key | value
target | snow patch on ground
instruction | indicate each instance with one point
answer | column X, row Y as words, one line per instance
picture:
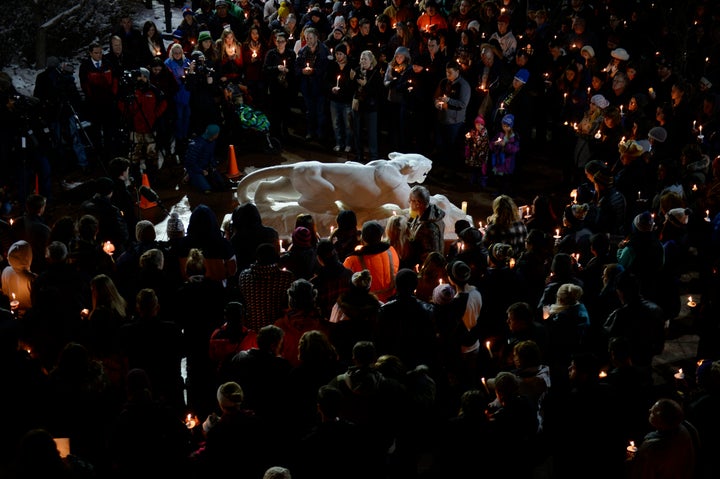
column 23, row 78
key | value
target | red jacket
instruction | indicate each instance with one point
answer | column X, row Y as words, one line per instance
column 147, row 107
column 97, row 84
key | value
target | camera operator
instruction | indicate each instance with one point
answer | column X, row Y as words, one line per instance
column 55, row 88
column 100, row 88
column 24, row 145
column 142, row 108
column 205, row 93
column 164, row 80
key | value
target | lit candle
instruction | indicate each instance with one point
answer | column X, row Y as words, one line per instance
column 190, row 421
column 14, row 304
column 108, row 248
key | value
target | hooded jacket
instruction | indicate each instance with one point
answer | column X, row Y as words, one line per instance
column 17, row 278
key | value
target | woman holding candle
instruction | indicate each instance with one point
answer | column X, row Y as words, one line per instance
column 311, row 68
column 277, row 70
column 230, row 64
column 505, row 225
column 397, row 76
column 154, row 44
column 504, row 149
column 17, row 278
column 367, row 83
column 253, row 56
column 477, row 151
column 179, row 64
column 341, row 94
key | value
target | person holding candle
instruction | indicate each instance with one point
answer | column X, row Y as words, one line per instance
column 467, row 305
column 311, row 68
column 367, row 83
column 671, row 448
column 17, row 278
column 643, row 255
column 504, row 150
column 398, row 78
column 282, row 86
column 378, row 257
column 477, row 152
column 253, row 52
column 638, row 319
column 341, row 94
column 505, row 225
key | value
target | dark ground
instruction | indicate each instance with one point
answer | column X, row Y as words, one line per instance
column 536, row 175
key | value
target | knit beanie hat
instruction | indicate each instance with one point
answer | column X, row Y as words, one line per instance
column 631, row 148
column 362, row 279
column 644, row 222
column 406, row 280
column 175, row 227
column 679, row 217
column 211, row 130
column 443, row 294
column 599, row 101
column 302, row 237
column 658, row 133
column 459, row 272
column 144, row 231
column 500, row 253
column 372, row 232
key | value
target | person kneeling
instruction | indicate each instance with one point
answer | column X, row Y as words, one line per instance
column 201, row 164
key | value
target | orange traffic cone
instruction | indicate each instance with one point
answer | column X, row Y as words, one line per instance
column 233, row 171
column 144, row 202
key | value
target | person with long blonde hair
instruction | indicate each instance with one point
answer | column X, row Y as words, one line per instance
column 505, row 225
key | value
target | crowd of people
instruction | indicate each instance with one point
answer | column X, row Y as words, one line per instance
column 524, row 347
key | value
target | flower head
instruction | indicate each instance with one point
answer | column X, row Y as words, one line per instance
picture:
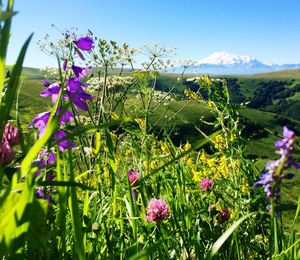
column 77, row 95
column 6, row 153
column 206, row 184
column 223, row 215
column 133, row 177
column 273, row 173
column 81, row 72
column 63, row 143
column 52, row 90
column 10, row 134
column 85, row 43
column 40, row 122
column 157, row 210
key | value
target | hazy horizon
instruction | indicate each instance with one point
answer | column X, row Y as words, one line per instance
column 267, row 30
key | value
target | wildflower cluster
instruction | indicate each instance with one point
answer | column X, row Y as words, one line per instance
column 273, row 173
column 10, row 137
column 74, row 93
column 157, row 210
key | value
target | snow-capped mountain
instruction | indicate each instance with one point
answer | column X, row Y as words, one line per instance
column 223, row 63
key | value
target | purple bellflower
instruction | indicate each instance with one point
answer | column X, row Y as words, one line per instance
column 52, row 90
column 76, row 93
column 273, row 173
column 81, row 72
column 85, row 43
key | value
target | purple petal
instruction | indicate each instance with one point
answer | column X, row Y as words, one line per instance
column 51, row 158
column 66, row 117
column 46, row 83
column 81, row 72
column 85, row 43
column 288, row 176
column 63, row 144
column 40, row 193
column 288, row 133
column 73, row 84
column 65, row 65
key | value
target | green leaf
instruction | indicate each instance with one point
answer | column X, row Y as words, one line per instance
column 6, row 15
column 217, row 245
column 13, row 84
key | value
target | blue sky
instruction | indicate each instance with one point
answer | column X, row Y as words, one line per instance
column 266, row 29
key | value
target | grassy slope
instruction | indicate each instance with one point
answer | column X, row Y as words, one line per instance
column 183, row 125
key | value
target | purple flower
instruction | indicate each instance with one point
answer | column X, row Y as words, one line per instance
column 206, row 184
column 223, row 215
column 77, row 95
column 65, row 63
column 273, row 174
column 157, row 210
column 40, row 193
column 85, row 43
column 46, row 83
column 52, row 90
column 66, row 117
column 10, row 134
column 133, row 177
column 63, row 143
column 6, row 153
column 40, row 122
column 81, row 72
column 45, row 158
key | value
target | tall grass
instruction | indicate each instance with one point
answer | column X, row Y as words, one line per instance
column 92, row 179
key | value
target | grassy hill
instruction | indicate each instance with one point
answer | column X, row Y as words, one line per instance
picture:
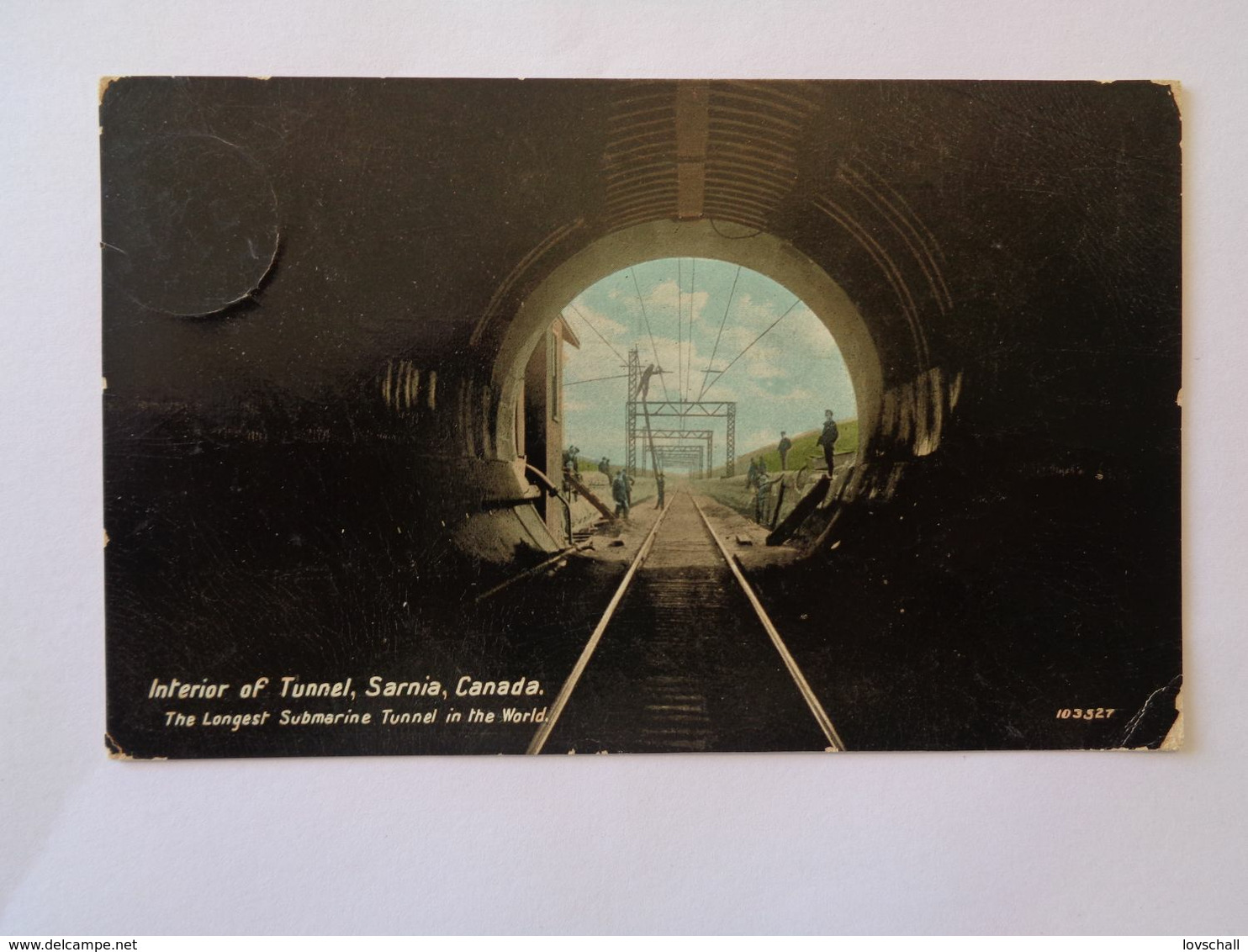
column 802, row 448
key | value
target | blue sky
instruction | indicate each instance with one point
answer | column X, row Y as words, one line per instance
column 784, row 382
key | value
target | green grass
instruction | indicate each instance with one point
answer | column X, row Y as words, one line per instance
column 802, row 448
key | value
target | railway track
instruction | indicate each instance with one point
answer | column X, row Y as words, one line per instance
column 684, row 659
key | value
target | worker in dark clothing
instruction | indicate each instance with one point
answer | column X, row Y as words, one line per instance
column 621, row 493
column 828, row 439
column 784, row 446
column 763, row 500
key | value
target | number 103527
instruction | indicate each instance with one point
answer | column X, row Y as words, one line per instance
column 1085, row 714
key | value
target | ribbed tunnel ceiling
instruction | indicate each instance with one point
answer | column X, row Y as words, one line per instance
column 689, row 150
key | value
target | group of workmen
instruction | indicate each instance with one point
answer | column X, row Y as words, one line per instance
column 757, row 476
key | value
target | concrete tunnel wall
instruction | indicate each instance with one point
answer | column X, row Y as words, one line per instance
column 1005, row 299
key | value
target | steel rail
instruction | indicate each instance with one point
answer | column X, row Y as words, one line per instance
column 807, row 694
column 569, row 685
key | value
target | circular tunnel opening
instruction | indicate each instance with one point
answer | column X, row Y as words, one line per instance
column 684, row 350
column 699, row 371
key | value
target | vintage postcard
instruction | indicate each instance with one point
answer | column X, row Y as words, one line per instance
column 559, row 415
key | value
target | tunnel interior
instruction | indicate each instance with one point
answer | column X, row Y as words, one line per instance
column 311, row 441
column 727, row 357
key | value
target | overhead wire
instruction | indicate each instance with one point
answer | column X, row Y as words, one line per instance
column 722, row 321
column 573, row 306
column 796, row 302
column 650, row 333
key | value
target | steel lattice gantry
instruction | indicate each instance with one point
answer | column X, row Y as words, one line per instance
column 683, row 410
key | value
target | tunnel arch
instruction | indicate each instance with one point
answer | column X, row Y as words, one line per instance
column 757, row 250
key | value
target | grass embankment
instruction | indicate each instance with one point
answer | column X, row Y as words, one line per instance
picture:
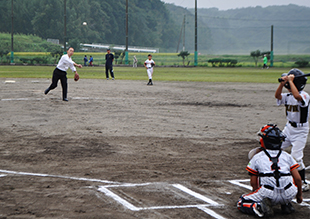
column 253, row 75
column 171, row 59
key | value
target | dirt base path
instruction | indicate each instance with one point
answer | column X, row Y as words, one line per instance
column 121, row 149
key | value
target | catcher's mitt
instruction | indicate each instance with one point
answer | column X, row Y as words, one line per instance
column 76, row 77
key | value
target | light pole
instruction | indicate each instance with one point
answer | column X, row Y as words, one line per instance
column 65, row 25
column 12, row 30
column 126, row 51
column 196, row 54
column 271, row 49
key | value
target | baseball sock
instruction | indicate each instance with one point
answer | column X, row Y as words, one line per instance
column 302, row 174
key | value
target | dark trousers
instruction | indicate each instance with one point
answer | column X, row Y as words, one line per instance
column 107, row 69
column 62, row 76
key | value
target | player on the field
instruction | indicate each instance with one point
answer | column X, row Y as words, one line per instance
column 296, row 103
column 60, row 73
column 274, row 177
column 109, row 57
column 149, row 65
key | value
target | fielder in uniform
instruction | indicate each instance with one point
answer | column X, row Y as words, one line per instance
column 274, row 177
column 296, row 103
column 109, row 57
column 60, row 73
column 149, row 65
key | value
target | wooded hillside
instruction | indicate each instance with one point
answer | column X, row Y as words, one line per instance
column 248, row 29
column 155, row 24
column 149, row 21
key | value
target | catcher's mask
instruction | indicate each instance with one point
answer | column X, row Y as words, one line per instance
column 271, row 137
column 299, row 82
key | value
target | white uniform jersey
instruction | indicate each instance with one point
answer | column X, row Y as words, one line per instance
column 148, row 63
column 66, row 62
column 261, row 164
column 296, row 111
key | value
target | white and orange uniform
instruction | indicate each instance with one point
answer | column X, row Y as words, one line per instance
column 297, row 127
column 259, row 165
column 148, row 64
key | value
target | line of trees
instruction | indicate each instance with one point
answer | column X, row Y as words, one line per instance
column 150, row 23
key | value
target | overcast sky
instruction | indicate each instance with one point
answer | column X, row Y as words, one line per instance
column 232, row 4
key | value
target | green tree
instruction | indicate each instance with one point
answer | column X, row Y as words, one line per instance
column 256, row 54
column 184, row 54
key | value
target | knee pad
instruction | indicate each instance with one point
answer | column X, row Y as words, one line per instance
column 246, row 206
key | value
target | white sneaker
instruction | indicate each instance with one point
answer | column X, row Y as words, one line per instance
column 258, row 210
column 305, row 187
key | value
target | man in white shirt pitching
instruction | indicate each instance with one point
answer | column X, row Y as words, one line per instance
column 60, row 73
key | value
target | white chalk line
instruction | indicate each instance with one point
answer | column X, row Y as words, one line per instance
column 55, row 176
column 128, row 205
column 73, row 98
column 125, row 203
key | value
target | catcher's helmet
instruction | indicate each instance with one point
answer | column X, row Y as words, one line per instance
column 299, row 82
column 271, row 137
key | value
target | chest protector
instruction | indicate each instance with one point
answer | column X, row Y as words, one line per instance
column 276, row 173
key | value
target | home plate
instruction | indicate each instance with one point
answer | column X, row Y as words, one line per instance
column 9, row 82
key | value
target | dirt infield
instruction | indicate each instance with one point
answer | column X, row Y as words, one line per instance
column 121, row 149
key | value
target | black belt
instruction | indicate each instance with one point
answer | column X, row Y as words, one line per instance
column 294, row 124
column 272, row 188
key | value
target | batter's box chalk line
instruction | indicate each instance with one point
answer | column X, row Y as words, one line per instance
column 112, row 184
column 241, row 183
column 107, row 190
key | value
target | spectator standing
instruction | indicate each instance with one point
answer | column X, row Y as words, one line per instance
column 91, row 61
column 85, row 60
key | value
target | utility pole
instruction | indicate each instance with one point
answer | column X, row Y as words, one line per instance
column 12, row 30
column 271, row 49
column 65, row 26
column 196, row 53
column 126, row 51
column 184, row 33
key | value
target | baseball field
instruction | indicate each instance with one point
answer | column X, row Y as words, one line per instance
column 122, row 149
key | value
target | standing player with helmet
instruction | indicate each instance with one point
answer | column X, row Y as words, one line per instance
column 296, row 103
column 109, row 58
column 274, row 177
column 149, row 65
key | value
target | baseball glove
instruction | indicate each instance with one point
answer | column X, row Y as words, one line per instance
column 76, row 77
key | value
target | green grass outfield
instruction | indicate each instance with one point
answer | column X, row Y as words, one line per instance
column 254, row 75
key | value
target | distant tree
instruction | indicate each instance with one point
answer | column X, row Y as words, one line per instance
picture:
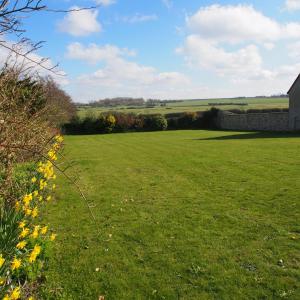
column 61, row 109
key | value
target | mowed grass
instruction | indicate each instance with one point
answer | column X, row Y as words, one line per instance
column 195, row 106
column 179, row 215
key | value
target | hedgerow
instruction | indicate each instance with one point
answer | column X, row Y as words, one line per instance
column 29, row 147
column 24, row 239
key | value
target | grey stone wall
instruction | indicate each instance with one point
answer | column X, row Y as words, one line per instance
column 278, row 121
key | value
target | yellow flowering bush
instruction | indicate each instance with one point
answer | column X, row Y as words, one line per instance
column 23, row 238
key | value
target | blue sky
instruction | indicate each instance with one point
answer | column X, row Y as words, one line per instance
column 172, row 49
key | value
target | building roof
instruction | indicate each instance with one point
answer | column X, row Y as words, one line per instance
column 298, row 78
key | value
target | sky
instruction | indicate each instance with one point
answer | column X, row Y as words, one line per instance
column 171, row 49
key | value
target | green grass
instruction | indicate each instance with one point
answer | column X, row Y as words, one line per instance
column 197, row 105
column 192, row 214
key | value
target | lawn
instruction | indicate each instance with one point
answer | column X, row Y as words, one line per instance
column 196, row 105
column 179, row 215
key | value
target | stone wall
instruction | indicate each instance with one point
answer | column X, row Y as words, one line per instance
column 277, row 121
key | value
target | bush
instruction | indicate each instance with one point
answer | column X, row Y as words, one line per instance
column 208, row 119
column 109, row 123
column 155, row 122
column 187, row 120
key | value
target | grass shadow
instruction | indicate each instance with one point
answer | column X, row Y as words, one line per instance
column 253, row 135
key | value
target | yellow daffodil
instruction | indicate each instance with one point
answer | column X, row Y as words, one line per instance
column 27, row 199
column 59, row 138
column 21, row 245
column 24, row 233
column 15, row 264
column 34, row 212
column 15, row 295
column 35, row 232
column 27, row 211
column 34, row 253
column 17, row 205
column 22, row 224
column 2, row 260
column 53, row 237
column 44, row 230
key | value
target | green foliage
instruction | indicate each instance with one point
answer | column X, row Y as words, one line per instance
column 192, row 215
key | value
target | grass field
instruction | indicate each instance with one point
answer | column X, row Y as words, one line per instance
column 197, row 105
column 180, row 215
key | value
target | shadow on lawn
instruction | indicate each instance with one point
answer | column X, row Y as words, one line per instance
column 253, row 135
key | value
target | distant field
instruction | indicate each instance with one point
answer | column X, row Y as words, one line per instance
column 197, row 105
column 179, row 215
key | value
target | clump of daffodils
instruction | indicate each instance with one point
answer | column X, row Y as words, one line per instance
column 32, row 236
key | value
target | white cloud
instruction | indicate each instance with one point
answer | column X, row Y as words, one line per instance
column 105, row 2
column 168, row 3
column 139, row 18
column 294, row 50
column 292, row 5
column 245, row 62
column 94, row 53
column 237, row 24
column 80, row 23
column 32, row 63
column 227, row 39
column 122, row 77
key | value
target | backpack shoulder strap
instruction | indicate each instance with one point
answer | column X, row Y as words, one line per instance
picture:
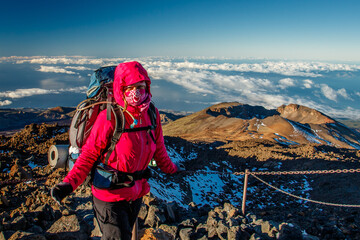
column 119, row 129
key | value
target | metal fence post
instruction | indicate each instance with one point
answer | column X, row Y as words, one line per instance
column 247, row 172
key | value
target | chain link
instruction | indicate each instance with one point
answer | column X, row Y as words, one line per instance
column 16, row 181
column 305, row 199
column 307, row 172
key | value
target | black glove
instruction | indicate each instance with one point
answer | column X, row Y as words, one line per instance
column 60, row 191
column 180, row 167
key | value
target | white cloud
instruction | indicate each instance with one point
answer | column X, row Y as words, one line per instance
column 81, row 89
column 308, row 83
column 21, row 93
column 286, row 82
column 5, row 103
column 342, row 92
column 294, row 68
column 328, row 92
column 54, row 69
column 80, row 68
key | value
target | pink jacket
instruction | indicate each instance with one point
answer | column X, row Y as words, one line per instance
column 133, row 151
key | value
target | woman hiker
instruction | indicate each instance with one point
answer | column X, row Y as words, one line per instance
column 116, row 210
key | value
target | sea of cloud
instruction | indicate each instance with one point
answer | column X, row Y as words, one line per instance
column 191, row 84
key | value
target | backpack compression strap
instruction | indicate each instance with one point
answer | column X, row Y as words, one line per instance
column 152, row 114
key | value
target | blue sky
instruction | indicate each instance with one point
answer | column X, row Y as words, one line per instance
column 316, row 30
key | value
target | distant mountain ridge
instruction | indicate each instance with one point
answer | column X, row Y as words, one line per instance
column 288, row 124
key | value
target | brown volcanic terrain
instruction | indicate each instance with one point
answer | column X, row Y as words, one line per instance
column 28, row 212
column 291, row 124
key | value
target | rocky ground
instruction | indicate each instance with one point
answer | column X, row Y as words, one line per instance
column 27, row 211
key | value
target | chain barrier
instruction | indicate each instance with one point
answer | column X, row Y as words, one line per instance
column 305, row 199
column 308, row 172
column 17, row 181
column 337, row 171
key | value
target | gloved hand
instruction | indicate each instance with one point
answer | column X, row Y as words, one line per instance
column 180, row 167
column 60, row 191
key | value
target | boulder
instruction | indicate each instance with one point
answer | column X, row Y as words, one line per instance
column 68, row 227
column 289, row 231
column 186, row 233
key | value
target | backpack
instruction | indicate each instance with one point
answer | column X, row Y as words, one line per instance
column 100, row 97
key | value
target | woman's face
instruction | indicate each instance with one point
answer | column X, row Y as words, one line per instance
column 138, row 85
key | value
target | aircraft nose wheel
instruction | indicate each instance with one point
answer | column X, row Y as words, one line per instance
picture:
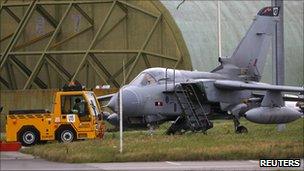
column 241, row 130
+ + + +
Lines, not occurrences, are what count: report how many lines of the records above include the word "person", and nothing else.

Answer to the exercise: 3